THE TASK: For this listing, the lines between the one holding "Kindly provide one" and the one holding "Target: tree trunk", inclusive, must be set down exactly.

*** DATASET RECORDS ***

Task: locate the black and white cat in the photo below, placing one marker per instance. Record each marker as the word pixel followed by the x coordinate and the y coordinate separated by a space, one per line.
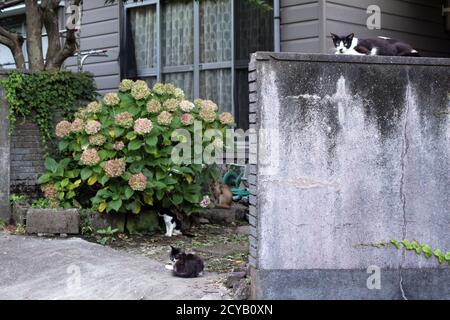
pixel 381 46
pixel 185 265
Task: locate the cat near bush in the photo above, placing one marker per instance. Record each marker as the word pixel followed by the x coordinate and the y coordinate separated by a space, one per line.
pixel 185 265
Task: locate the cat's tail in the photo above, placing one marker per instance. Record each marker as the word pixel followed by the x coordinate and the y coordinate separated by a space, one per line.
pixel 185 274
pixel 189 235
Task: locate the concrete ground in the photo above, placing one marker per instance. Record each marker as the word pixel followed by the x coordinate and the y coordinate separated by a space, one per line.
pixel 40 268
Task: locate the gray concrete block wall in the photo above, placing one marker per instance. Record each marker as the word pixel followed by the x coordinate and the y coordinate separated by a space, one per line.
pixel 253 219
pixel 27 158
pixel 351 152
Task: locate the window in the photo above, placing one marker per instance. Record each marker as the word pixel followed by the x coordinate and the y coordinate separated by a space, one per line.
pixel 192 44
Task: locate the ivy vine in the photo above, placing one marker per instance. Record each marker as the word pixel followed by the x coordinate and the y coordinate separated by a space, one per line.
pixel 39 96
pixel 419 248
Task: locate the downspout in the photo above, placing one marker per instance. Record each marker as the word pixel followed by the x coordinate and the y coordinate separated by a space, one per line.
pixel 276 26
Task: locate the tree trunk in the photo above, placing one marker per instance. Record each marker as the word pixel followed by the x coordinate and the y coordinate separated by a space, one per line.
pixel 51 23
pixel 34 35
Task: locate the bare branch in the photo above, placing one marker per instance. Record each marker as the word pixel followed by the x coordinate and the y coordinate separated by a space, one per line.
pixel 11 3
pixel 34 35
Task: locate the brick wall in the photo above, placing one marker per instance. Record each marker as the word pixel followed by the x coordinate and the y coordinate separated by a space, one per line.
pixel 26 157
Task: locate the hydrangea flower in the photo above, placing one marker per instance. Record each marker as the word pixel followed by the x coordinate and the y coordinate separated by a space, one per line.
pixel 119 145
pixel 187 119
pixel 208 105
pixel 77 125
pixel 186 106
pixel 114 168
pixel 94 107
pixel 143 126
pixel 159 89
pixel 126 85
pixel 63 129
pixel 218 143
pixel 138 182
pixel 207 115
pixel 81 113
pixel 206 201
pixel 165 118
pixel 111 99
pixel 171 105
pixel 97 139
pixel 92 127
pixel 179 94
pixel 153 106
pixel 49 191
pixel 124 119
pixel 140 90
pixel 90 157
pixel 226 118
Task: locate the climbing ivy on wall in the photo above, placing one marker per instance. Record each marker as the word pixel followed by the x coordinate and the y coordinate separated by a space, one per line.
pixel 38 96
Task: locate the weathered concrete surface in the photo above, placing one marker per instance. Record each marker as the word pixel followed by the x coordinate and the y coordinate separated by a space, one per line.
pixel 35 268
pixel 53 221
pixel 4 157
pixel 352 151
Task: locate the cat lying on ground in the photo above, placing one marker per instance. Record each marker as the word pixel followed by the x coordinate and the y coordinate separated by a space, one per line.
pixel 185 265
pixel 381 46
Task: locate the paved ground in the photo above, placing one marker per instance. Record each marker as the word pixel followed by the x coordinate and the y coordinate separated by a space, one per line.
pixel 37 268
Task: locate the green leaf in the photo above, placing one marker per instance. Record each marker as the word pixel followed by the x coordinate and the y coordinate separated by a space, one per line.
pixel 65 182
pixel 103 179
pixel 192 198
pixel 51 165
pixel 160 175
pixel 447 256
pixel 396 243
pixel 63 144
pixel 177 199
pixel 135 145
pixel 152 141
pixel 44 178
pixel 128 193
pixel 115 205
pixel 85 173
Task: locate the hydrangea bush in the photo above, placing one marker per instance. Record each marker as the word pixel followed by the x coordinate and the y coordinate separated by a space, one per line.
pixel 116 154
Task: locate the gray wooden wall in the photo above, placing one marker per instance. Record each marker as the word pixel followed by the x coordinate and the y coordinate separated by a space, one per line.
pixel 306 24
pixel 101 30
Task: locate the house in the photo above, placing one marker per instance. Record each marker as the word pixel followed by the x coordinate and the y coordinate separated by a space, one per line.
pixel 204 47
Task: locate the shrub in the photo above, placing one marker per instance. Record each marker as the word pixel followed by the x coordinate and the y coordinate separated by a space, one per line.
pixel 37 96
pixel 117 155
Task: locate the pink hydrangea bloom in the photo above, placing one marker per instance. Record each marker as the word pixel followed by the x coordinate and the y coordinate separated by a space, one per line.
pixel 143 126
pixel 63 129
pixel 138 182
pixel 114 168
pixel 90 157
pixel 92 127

***
*** DATASET RECORDS ***

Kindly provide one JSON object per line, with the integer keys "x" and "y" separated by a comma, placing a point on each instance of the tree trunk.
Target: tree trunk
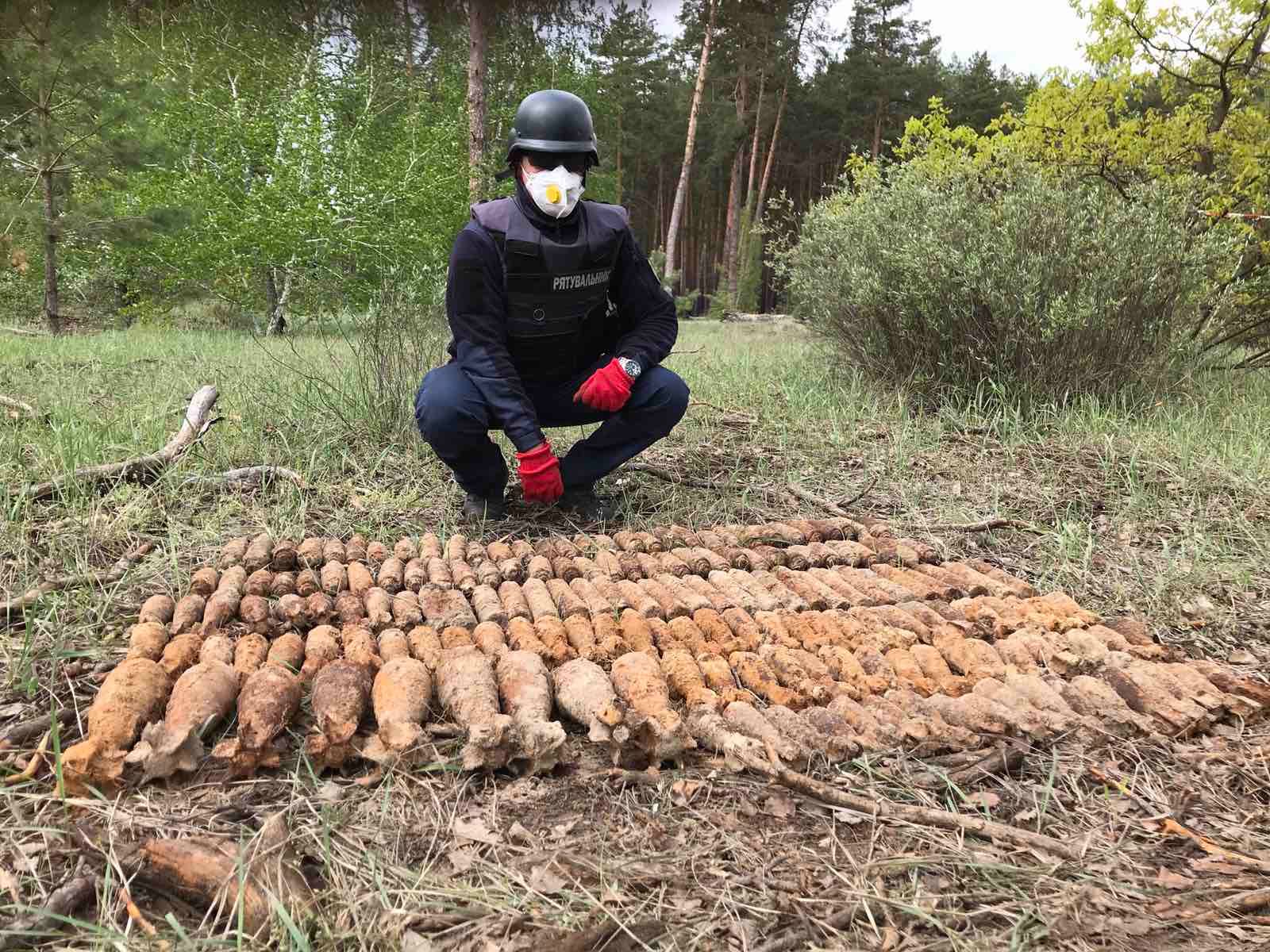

***

EXERCISE RESPONSE:
Kindly provide one JSON object per line, with the integer keys "x" and "y" separated by a comma, placing a point on each instance of the tree trunk.
Target: tree trunk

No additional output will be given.